■ Text passage:
• • • • • • •
Especially since, in a separate article on this comedy gold, Worrall quotes a Guardian article saying

“Brussels officials are being trained to meditate to help them tackle the climate crisis as part of a new wave of ‘applied mindfulness’ that seeks to take the Buddhism-inspired practice ‘off the cushion’ and into hard politics. EU officials working on the 27-country bloc’s green deal climate policy are attending ‘inner green deal’ courses intended to foster a deeper connection among decision-makers and negotiators tasked with tackling the crisis. The courses incorporate woodland walks near Brussels and meditation sessions, including one that invites participants to feel empathy for trees and animals to boost ‘environmental compassion’. Some managers have reportedly shown impatience at being asked to meditate and want to ‘get on with business’. But early results from the first 80 participants suggest the course has strengthened officials’ motivation to tackle climate problems and overcome personal despair that little can be done.”

And who wouldn’t feel better about self-induced climate anxiety paralysis knowing that in these troubled times their tax dollars are being spent to send six-figure bureaucrats away from their desks for soothing walks in the woods?
• • • • • • •
■ Dataset entries:
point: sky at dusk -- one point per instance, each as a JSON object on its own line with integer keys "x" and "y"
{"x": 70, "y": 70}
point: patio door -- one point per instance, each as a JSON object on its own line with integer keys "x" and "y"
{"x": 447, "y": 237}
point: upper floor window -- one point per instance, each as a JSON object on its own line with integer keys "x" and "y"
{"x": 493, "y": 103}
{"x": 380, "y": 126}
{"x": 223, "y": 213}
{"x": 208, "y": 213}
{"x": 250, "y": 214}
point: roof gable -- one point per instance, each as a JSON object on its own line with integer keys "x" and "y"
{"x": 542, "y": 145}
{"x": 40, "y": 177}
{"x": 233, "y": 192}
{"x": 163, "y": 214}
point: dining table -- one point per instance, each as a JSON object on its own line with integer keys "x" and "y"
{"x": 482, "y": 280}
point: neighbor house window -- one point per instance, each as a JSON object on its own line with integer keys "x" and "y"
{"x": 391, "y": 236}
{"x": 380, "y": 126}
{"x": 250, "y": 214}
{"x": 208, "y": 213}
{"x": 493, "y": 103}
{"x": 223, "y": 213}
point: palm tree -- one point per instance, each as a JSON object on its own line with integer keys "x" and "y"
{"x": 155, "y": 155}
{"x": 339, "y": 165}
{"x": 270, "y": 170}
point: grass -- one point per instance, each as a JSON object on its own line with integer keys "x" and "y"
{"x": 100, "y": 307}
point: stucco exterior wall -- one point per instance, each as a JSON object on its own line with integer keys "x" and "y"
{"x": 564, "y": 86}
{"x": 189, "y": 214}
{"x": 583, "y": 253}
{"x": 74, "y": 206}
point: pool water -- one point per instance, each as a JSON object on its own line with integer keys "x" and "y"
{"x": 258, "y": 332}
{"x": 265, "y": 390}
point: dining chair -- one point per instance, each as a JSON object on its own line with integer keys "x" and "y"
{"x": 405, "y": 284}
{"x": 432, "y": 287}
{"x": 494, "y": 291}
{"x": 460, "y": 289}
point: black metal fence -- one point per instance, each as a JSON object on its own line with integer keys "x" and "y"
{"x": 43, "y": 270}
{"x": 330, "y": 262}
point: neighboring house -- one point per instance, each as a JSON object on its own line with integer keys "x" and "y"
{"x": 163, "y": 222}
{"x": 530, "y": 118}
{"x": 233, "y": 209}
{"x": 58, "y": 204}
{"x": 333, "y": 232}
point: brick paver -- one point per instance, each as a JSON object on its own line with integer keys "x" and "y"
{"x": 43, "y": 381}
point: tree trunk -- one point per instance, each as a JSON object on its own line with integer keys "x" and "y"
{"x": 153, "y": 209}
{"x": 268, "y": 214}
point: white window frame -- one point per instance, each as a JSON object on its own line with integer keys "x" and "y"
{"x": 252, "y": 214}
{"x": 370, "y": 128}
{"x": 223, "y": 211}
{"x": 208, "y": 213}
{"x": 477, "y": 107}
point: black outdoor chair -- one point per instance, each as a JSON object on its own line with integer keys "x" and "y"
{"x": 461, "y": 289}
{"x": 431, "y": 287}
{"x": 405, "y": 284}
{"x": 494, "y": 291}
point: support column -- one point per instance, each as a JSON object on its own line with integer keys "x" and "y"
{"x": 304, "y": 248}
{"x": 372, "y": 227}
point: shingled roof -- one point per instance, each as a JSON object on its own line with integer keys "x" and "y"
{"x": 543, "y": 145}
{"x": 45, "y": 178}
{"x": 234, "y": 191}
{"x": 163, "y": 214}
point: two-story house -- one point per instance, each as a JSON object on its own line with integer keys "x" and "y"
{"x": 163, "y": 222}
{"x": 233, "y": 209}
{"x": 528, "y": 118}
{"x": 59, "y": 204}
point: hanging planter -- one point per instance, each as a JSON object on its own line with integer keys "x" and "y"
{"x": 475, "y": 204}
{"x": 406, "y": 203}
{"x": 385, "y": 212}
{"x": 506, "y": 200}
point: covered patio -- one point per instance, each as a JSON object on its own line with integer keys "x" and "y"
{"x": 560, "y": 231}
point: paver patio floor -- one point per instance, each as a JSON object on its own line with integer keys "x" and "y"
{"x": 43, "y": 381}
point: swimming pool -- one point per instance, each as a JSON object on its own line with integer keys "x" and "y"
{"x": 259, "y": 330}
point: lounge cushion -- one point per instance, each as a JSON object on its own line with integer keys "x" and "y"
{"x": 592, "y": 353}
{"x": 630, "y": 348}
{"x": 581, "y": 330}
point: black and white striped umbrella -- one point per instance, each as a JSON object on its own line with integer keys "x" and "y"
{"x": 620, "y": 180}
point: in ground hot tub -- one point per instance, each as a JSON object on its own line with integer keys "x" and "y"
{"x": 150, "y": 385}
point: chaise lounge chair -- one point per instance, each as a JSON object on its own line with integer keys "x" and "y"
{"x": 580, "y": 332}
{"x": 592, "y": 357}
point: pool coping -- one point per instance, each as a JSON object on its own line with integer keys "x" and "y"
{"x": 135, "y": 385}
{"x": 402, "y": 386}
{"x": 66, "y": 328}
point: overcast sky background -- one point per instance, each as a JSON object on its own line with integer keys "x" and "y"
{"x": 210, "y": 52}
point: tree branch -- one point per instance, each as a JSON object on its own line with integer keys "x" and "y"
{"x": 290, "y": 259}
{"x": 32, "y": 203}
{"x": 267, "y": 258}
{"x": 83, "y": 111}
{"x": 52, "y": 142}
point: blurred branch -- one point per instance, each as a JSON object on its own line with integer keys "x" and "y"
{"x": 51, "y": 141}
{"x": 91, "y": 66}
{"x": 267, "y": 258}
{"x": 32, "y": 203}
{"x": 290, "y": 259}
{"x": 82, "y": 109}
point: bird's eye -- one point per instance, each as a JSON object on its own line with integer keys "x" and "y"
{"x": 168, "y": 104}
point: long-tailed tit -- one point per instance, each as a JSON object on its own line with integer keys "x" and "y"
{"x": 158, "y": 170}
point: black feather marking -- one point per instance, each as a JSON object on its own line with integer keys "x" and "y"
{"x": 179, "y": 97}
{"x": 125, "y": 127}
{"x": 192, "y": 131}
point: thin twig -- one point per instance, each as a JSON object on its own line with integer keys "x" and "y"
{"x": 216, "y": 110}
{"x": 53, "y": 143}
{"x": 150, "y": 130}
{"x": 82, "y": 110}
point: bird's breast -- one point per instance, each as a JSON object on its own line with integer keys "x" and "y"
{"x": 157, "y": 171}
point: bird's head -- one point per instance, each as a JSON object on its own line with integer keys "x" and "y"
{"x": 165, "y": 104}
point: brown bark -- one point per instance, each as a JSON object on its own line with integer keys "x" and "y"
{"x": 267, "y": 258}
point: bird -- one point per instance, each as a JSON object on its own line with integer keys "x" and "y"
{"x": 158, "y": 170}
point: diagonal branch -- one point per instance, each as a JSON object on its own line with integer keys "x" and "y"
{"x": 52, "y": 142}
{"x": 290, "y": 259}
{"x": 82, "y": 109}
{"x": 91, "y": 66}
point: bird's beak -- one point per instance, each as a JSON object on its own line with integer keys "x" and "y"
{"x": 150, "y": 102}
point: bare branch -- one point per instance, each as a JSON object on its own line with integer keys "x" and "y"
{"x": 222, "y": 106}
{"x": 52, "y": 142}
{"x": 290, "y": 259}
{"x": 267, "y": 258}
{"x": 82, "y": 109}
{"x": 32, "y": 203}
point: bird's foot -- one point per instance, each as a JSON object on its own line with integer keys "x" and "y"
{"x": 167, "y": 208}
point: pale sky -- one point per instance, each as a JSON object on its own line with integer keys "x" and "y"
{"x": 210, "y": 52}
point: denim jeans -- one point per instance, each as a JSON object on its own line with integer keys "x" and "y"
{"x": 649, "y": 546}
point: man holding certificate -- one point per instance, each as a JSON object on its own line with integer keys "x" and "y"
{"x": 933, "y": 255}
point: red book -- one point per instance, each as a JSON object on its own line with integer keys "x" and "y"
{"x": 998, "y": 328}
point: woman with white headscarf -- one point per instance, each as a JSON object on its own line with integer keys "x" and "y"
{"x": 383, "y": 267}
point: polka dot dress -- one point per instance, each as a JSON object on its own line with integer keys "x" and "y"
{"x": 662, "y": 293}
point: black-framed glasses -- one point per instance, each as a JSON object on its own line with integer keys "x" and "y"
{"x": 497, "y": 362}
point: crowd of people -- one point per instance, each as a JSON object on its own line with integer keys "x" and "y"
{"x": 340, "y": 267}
• • • • • • •
■ Directions:
[a] Reproduce the part of the passage on EU officials' meditation courses that begins at the words "And who wouldn’t" and ends after the words "in the woods?".
[b] In the passage on EU officials' meditation courses, list every phrase set off in single quotation marks within the quoted Guardian article.
[c] Resume the passage on EU officials' meditation courses, picking up after its last sentence.

■ Responses for each task:
[a]
And who wouldn’t feel better about self-induced climate anxiety paralysis knowing that in these troubled times their tax dollars are being spent to send six-figure bureaucrats away from their desks for soothing walks in the woods?

[b]
- applied mindfulness
- off the cushion
- inner green deal
- environmental compassion
- get on with business

[c]
P.S. Maclean’s says yes you can maybe have one kid, even though “The sixth mass extinction, the ongoing annihilation of habitats and wildlife – whose populations have dropped by more than two-thirds since 1970 – is inextricably linked to human resource extraction.” See, after much existential doom and dread and tears, “Wray’s mindset changed as she researched, gleaning insights and advice from climate therapists, and full of admiration for the hard-won resilience of the historically marginalized.” (If you’re wondering how they got in there, clearly you’re not very woke.) Oddly, she doesn’t seem to have decided to do something practical about greenhouse gas emissions. Instead “I learned to get a grip on my own emotions and develop much more flexible thinking around my child-bearing dilemma.” Cool. It’s all about me. Save the navels!

2 comments on “Environmental cases”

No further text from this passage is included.